Study text:
If you are attending a Turing Data Study Group you will be asked to write a report describing the work your team undertook over the five days of the projects. Store a copy of the CodiMD URL in a text file in the outputs folder. You will find some example report templates that outline the recommended structure. We recommend writing the report in CodiMD - rather than GitLab - so that everyone can edit and contribute quickly.

🔬 Troubleshooting CodiMD#

We have noticed that a lower case L and an upper case I look very similar and often trip up users in the SRE.

Tip

Double check the characters in the URL, and if there are ambiguous ones try the one you haven’t tried yet!

Rather than proliferate lots of documents, we recommend that one person is tasked with creating the file and sharing the URL with other team members.

Tip

You could use the GitLab wiki or README file to share links to collaboratively written documents.

🔓 Access additional SRDs#

Your project might make use of further SRDs in addition to the main shared desktop. Usually this is because of a requirement for a different type of computing resource, such as access to one or more GPUs (graphics processing units).

You will access this machine in a similar way to the main shared desktop, by selecting a different Desktop connection.

Note

Our example user, Ada Lovelace, participating in the sandbox project at a Turing Data Study Group, might select Ubuntu1_CPU2_8GB (Desktop) instead of Ubuntu0_CPU2_8GB (Desktop)

This will bring you to the normal login screen, where you use the same username and password credentials as before.
Any local files that you have created in the /output/ folder on other VMs (e.g. analysis scripts, notes, derived data) will be automatically available in the new VM.

Tip

The naming pattern of the available desktop connections lets you know their compute capabilities. For example Ubuntu1_CPU2_8GB has 2 CPUs and 8GB of RAM.

📗 Access databases#

Your project might use a database for holding the input data. You might also/instead be provided with a database for use in analysing the data. The database server will use either Microsoft SQL or PostgreSQL.

If you have access to one or more databases, you can access them using the following details, replacing <SRE ID> with the SRE ID for your project.

🍱 Microsoft SQL#

Server name: MSSQL-<SRE ID> (e.g. MSSQL-SANDBOX )
Database name: <provided by your System Manager>
Port: 1433

📮 PostgreSQL#

Server name: PSTGRS-<SRE ID> (e.g. PSTGRS-SANDBOX )
Database name: <provided by your System Manager>
Port: 5432

Examples are given below for connecting using Azure Data Studio, DBeaver, Python and R. The instructions for using other graphical interfaces or programming languages will be similar.

Problem set:
a) Quote the part of the research environment guide that opens with the words containing "Your project might make" and closes with "(graphics processing units).".
b) Translate this sentence from the research environment guide into Spanish: "Rather than proliferate lots of documents, we recommend that one person is tasked with creating the file and sharing the URL with other team members."
c) According to the research environment guide, what port does the Microsoft SQL database server use?
The records have no connection to the research environment guide.

[Items in a dataset]
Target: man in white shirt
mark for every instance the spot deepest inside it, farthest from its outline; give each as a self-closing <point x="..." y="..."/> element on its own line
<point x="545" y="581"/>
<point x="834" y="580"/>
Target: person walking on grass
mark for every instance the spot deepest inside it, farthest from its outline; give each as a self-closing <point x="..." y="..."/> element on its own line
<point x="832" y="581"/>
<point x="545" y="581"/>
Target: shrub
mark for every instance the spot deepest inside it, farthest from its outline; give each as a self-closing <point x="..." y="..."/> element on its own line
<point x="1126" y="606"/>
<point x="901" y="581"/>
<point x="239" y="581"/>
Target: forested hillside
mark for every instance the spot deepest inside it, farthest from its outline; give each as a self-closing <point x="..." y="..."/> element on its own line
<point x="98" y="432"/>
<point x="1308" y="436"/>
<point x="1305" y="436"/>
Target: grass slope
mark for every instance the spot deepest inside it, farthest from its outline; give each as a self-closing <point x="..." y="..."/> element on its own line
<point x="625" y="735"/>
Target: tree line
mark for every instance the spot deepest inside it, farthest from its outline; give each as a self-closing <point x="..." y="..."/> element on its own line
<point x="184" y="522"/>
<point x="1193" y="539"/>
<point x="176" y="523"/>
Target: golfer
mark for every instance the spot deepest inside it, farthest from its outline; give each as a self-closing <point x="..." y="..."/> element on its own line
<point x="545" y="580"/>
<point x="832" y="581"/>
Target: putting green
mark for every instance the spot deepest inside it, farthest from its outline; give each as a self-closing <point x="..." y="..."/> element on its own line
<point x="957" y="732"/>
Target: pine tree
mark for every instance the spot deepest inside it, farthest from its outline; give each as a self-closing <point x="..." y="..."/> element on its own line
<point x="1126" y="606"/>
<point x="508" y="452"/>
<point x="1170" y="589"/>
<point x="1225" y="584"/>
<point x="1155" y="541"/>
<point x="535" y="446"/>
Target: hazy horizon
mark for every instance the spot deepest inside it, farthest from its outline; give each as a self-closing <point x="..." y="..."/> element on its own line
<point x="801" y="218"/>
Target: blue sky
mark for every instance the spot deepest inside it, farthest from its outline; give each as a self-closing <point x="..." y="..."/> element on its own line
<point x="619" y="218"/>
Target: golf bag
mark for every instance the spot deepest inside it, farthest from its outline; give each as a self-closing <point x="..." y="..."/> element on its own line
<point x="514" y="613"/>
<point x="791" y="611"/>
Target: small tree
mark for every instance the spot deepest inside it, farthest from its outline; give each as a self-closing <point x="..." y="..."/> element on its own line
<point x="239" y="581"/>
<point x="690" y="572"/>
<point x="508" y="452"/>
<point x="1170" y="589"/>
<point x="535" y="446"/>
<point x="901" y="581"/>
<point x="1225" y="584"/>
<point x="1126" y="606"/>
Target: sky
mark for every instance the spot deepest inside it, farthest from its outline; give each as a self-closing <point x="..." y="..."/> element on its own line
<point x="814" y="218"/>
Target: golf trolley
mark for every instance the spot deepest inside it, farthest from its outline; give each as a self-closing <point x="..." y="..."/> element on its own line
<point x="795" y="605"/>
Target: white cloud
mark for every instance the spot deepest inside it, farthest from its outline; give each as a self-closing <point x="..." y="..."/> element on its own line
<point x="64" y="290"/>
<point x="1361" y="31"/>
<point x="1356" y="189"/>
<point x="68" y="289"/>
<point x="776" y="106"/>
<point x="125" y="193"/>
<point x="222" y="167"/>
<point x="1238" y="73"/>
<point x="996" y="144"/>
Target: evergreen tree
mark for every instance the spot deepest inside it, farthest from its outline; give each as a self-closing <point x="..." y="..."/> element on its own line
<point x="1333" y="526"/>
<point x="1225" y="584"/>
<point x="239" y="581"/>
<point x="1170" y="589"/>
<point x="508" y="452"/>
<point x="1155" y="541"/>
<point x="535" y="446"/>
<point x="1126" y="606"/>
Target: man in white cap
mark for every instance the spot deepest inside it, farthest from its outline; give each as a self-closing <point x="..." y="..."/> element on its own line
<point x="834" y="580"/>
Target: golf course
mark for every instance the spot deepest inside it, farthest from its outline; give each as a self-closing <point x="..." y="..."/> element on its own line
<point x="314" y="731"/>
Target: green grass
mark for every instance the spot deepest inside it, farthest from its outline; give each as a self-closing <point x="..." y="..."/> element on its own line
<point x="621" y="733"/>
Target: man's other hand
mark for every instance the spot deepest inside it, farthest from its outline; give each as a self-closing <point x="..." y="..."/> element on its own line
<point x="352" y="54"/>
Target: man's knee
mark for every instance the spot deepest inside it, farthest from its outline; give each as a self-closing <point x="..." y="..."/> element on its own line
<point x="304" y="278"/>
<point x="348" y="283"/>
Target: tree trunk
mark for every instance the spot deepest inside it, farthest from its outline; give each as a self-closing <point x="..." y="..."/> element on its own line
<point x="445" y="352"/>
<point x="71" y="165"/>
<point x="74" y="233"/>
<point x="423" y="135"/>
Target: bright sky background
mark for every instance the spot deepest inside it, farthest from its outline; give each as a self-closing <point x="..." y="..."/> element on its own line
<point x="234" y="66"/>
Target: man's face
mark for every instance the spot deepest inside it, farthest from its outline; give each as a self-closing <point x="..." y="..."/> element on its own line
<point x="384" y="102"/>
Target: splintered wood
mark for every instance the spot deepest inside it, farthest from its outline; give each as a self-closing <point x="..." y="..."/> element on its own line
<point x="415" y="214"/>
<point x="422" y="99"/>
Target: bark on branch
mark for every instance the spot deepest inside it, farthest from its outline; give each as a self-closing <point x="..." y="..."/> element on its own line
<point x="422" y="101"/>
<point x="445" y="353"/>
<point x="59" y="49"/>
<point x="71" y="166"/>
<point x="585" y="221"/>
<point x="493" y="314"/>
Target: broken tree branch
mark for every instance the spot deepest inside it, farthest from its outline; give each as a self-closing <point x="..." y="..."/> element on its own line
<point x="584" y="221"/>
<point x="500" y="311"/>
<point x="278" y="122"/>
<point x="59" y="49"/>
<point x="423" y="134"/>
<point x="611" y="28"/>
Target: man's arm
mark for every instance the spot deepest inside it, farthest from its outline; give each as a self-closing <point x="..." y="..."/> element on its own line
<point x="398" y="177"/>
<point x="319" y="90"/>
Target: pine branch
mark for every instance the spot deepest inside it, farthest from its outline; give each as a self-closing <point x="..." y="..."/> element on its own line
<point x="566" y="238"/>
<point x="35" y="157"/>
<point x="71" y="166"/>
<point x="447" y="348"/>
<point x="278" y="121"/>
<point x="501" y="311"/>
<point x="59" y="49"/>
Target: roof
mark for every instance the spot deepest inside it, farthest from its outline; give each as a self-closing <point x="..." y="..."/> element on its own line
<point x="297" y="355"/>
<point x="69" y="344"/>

Problem solutions:
a)
Your project might make use of further SRDs in addition to the main shared desktop. Usually this is because of a requirement for a different type of computing resource, such as access to one or more GPUs (graphics processing units).

b) En lugar de multiplicar los documentos, recomendamos que se encargue a una persona crear el archivo y compartir la URL con los demás miembros del equipo.

c) Port 1433.